Given problem
Make an exact copy of all the data.

+++

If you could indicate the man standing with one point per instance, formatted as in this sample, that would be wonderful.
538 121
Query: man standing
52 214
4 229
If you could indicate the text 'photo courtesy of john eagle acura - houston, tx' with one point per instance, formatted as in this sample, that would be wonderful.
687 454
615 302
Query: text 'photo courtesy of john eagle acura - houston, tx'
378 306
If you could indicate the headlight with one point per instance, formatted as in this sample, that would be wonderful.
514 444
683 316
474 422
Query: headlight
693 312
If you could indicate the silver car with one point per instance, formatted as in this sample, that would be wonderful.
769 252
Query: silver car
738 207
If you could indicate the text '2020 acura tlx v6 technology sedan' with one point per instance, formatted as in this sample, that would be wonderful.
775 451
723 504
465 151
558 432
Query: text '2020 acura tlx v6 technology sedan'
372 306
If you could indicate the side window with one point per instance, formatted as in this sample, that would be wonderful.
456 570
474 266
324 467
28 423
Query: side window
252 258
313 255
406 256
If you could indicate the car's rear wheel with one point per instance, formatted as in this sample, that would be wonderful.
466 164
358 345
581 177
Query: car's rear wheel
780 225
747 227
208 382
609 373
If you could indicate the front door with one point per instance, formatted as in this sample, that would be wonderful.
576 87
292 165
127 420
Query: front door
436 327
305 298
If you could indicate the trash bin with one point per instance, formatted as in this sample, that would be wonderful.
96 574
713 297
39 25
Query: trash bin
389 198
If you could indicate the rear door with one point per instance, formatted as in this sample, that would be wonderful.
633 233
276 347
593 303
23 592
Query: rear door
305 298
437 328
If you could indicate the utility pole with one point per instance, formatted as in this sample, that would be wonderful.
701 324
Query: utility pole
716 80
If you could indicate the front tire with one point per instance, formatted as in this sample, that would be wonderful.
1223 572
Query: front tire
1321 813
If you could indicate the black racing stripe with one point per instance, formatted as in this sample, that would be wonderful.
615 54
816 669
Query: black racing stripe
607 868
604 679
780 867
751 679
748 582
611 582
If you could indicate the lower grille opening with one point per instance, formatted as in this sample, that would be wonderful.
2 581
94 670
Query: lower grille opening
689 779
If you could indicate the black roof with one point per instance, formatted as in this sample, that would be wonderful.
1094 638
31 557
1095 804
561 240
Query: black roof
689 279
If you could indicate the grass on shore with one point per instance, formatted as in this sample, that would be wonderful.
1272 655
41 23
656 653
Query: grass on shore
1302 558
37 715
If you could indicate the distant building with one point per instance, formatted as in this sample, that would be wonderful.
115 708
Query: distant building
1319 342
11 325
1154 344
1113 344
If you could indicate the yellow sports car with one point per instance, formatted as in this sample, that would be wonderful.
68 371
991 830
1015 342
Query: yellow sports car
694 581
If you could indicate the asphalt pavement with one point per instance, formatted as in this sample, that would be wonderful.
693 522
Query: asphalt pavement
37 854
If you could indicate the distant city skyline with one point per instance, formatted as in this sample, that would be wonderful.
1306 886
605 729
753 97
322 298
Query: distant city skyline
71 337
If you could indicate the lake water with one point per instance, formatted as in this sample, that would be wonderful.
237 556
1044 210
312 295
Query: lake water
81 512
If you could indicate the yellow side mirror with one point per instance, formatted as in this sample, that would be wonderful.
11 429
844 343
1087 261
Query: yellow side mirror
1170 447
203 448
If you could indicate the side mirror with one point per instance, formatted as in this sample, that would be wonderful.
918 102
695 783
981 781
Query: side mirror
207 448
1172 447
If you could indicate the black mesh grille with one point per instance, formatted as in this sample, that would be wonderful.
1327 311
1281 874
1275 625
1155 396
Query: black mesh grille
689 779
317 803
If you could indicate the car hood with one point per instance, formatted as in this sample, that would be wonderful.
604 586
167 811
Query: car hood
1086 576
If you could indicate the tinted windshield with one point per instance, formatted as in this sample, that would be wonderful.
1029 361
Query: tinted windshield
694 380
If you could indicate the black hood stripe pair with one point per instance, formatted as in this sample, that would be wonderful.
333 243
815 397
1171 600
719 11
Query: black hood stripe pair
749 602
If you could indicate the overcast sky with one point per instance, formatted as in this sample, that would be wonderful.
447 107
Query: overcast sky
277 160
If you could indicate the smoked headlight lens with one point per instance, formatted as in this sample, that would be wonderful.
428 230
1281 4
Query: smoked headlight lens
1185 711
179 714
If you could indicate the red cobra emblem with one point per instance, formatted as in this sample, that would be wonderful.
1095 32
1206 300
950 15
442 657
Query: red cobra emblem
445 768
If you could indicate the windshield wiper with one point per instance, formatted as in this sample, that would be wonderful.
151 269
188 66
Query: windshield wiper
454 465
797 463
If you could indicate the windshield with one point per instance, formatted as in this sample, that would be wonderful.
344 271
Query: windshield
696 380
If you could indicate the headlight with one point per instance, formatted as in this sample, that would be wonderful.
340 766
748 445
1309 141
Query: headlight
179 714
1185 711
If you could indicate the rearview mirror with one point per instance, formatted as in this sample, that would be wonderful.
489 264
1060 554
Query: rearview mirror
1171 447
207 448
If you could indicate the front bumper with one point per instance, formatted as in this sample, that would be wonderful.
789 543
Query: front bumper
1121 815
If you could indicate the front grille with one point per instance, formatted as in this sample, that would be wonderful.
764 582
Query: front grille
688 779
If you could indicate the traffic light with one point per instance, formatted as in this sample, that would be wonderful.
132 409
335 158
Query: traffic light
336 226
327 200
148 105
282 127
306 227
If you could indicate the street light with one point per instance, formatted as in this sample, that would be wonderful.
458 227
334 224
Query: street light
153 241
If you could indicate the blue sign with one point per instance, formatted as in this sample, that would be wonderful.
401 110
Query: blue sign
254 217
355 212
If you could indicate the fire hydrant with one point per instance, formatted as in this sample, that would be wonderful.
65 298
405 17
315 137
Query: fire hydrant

+++

Result of this exercise
If you could indicate the man standing with one point per instance, formatted as in this sample, that would be wonderful.
538 121
Query: man standing
52 214
4 229
If you could indicate the text 'photo courtesy of john eagle acura - houston, tx' with one point per instance, formatted as in this sample, that would be wonderful.
687 454
615 302
Query: text 'photo courtesy of john eagle acura - houston, tx'
378 306
If you could indicate the headlight with one point per instance, formatted as in this sample, that would be wonderful.
514 444
683 316
474 422
Query: headlight
693 312
If you could indicate the silver car with one point per instance, formatted as in this sample, that would be wonderful.
769 252
Query: silver car
738 207
If you could indicate the text '2020 acura tlx v6 technology sedan' with one point per instance, formatted as in this sample, that would be wonderful.
775 451
723 504
465 151
558 432
Query: text '2020 acura tlx v6 technology sedan'
372 306
If you could indicate the side window with one point per instance, formatted as in this sample, that would be wonderful.
456 570
474 266
324 467
28 423
Query: side window
252 258
313 255
406 256
If you could indicate the car's rear wheel with one point per instance, formatted as in this sample, that would be wonderful.
466 164
358 345
581 177
Query: car's rear wheel
780 225
747 227
208 382
609 373
If you could indicate the front door with one point per instance, formatted as in this sample, that would be wonderful.
576 87
292 165
127 420
Query: front door
436 327
305 298
If you could indicate the trash bin with one point per instance, formatted as in this sample, that would be wonderful.
96 574
713 297
39 25
Query: trash bin
389 198
If you could indicate the rear door with one point per instance, formatted as in this sample, that would be wonderful.
633 233
276 347
593 303
23 592
Query: rear door
305 298
437 328
If you could indicate the utility pole with one point per instance, formatted as in this sample, that would be wonderful.
701 324
Query: utility pole
716 80
If you could indicate the front tire with one point per instance, formatted as in this sample, that would be wonderful.
1223 572
Query: front tire
1321 813
If you could indicate the black racing stripe with one point per instance, formatted as in this sample, that would be wonderful.
615 54
816 669
Query: black racing stripe
607 868
604 679
780 867
751 679
748 582
611 582
If you could indicate the lower grille opening with one point per instance, formatted as in this sample, that would be wonderful.
2 581
94 670
Query: lower grille opening
689 779
If you could indicate the black roof with one point per instance, formatted as in this sample, that would be wonderful.
1094 638
31 557
1095 804
561 240
Query: black roof
689 279
If you could indicate the grass on shore with one point per instance, formatted as in this sample, that would be wonderful.
1272 655
41 23
656 653
Query: grass on shore
1302 558
37 715
If you could indicate the distant building with one point per instance, formatted as in this sample, that would be wonderful.
115 708
Query: distant building
1319 342
11 325
1154 344
1113 344
If you could indicate the yellow sports car with one point per instance, formatted as in this sample, that would be wonderful.
68 371
991 830
1015 342
Query: yellow sports car
694 581
If you could indicate the asphalt pavement with one point per instance, formatted as in this sample, that would be wonderful.
693 522
Query: asphalt pavement
37 854
If you could indicate the distant city skyline with one point per instance, formatted as in this sample, that would be wonderful.
1306 886
605 729
753 97
322 298
Query: distant city skyline
71 337
If you could indicate the lake water with one point per instance, formatted as in this sample, that would be wonderful.
237 556
1044 210
312 295
Query: lake water
81 512
If you could indicate the yellow side mirror with one point per instance, formatted as in this sample, that would be wonderful.
11 429
844 343
1087 261
Query: yellow side mirror
1170 447
203 448
If you could indicate the side mirror with one point per instance, formatted as in this sample, that would be wonderful.
918 102
695 783
981 781
Query: side mirror
207 448
1172 447
If you could indicate the black mesh grille with one point per instance, formatted as in this sample, that would be wonderful.
1327 311
1281 874
1275 625
1155 396
Query: black mesh grille
689 779
317 803
If you could indicate the car hood with one point per instance, formatted as in this sample, that would be wonderful.
604 586
167 811
Query: car hood
1086 576
If you could indicate the tinted windshield with one point per instance, formatted as in this sample, that would be wonderful.
1029 361
Query: tinted windshield
694 380
If you could indicate the black hood stripe pair with one point per instance, formatted as in this sample, that would be wonderful.
333 243
815 397
1171 600
719 11
Query: black hood stripe pair
749 602
If you could indicate the overcast sky with one point per instance, formatted as in this sample, that would be wonderful.
447 107
Query: overcast sky
277 160
If you could indicate the smoked headlight lens with one point per instance, formatted as in this sample, that would be wonderful.
428 230
1281 4
Query: smoked headlight lens
1185 711
179 714
If you could indicate the red cobra emblem with one point per instance, formatted as in this sample, that would be wonderful.
1095 32
1206 300
950 15
442 657
Query: red cobra emblem
445 768
If you could indicate the windshield wiper with one point per instance, formatted as in this sample, that would be wonderful.
151 269
188 66
Query: windshield wiper
454 465
797 463
If you could indicate the windshield with one point per instance, formatted as in this sample, that would be wonderful.
344 271
Query: windshield
696 380
If you could indicate the headlight with one point per instance, formatted as in this sample, that would be wonderful.
340 766
748 445
1309 141
Query: headlight
179 714
1185 711
If you could indicate the rearview mirror with one point per instance, formatted as in this sample, that would be wonderful.
489 264
1060 554
Query: rearview mirror
1171 447
207 448
If you could indicate the front bumper with one point per instance, formatted as in this sample, that would be wonderful.
789 543
Query: front bumper
1121 815
If you could indicate the front grille with one point per instance, formatted as in this sample, that would be wonderful.
764 582
Query: front grille
688 779
If you could indicate the traffic light with one point per instance, formatted as in this sample, that would be wonderful.
132 409
335 158
Query: traffic light
336 226
327 200
148 105
282 127
306 227
If you could indicate the street light with one point per instance, formatted as in this sample, that would be wonderful.
458 227
334 224
Query: street light
153 241
If you could indicate the blue sign with one point per instance, formatted as in this sample, that would be wonderful.
401 110
Query: blue sign
254 217
355 212
If you could indicate the fire hydrant with one point per instance, formatted as in this sample, that would be wonderful.
65 298
405 17
315 137
Query: fire hydrant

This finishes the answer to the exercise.